**Data entries:**
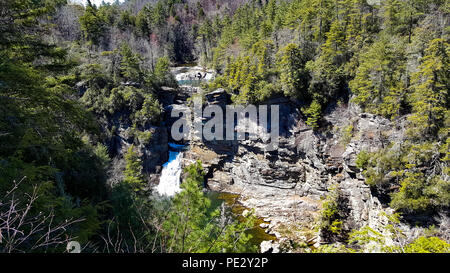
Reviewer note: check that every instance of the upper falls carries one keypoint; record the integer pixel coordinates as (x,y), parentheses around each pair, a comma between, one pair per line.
(169,183)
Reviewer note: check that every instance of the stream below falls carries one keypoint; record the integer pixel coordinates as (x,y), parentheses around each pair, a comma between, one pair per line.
(170,180)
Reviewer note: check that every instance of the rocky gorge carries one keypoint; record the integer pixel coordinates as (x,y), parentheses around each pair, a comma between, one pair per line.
(285,188)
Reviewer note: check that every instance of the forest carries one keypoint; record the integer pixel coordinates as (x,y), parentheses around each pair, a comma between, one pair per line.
(69,73)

**Written exercise:**
Rewrite the listing above, replacing "Reviewer note" with "Annotator note" everywhere and changing nothing else. Leave the pictures out of your answer.

**Solution to this exercise:**
Annotator note: check that every instance of the upper falls carries one keypoint; record the integer pixel coordinates as (x,y), parentheses around each pair, a comma between, one pair per line.
(169,183)
Annotator note: check that every instance of the stream below falls carries one keypoint; record the integer pixel coordinates as (x,y), parentheses around each pair, a comma between, one pair per line.
(170,180)
Annotator note: check that every instance of the rocky gorge carries one keypoint; record the integer pixel coordinates as (x,y), parentheses around each pair, a comma between, one pair per line.
(285,188)
Annotator note: check that every instance of the forest carries one keypoint; record the integer pixel coordinates as (x,y), parentheses around each pair, a comma between, one pair per line.
(69,73)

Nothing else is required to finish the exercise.